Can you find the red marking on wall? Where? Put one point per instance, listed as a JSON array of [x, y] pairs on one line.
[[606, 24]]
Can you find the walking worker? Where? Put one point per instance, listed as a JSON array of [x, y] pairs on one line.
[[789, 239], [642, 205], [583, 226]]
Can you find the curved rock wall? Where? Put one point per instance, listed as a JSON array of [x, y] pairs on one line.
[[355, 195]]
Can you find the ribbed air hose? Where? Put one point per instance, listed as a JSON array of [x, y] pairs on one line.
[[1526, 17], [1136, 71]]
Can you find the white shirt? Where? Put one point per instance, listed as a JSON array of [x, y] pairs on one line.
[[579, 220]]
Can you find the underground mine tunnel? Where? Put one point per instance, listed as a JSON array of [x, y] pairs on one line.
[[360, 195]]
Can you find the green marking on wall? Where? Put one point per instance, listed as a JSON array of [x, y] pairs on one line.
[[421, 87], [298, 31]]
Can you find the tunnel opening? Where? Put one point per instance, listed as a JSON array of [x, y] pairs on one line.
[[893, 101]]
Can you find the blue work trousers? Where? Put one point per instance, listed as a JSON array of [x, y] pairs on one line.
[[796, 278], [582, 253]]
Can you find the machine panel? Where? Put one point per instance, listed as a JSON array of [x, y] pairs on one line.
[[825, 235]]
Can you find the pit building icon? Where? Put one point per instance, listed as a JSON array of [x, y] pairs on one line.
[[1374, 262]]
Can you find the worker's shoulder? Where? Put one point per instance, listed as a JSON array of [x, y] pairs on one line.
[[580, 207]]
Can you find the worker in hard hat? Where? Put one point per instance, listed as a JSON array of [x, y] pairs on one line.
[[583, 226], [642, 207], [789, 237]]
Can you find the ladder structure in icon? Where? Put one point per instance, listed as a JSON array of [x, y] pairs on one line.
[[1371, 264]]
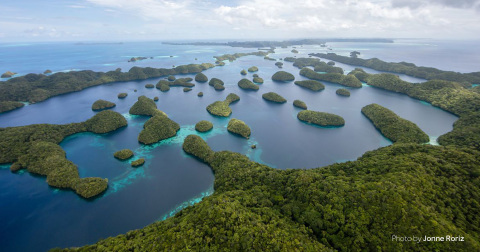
+ + + + + + +
• _DIRECTIONS FOR THIS TASK_
The lines to copy run from the line containing "Can you find the pit" through the end of the data above; copy exactly those, minus the pictures.

• _ANSWER TO THE EXERCISE_
Can you find the pit building icon? Where? Put one point per instance, listed as a JSON array of [x, y] pairs on one line.
[[1374, 262]]
Can you find the worker's shoulder? Where? Put one point per instance, listed as a JSON array of [x, y] pairs on one line.
[[580, 207]]
Can you find the worker in hard hat? Where? Put one point per instance, listed as a JSON array of [x, y] pairs on one line.
[[583, 226], [642, 207], [789, 237]]
Can you find the ladder structure in icon? Where? Put one point per instance, listed as a JSON array of [x, y] pairs on one line.
[[1371, 264]]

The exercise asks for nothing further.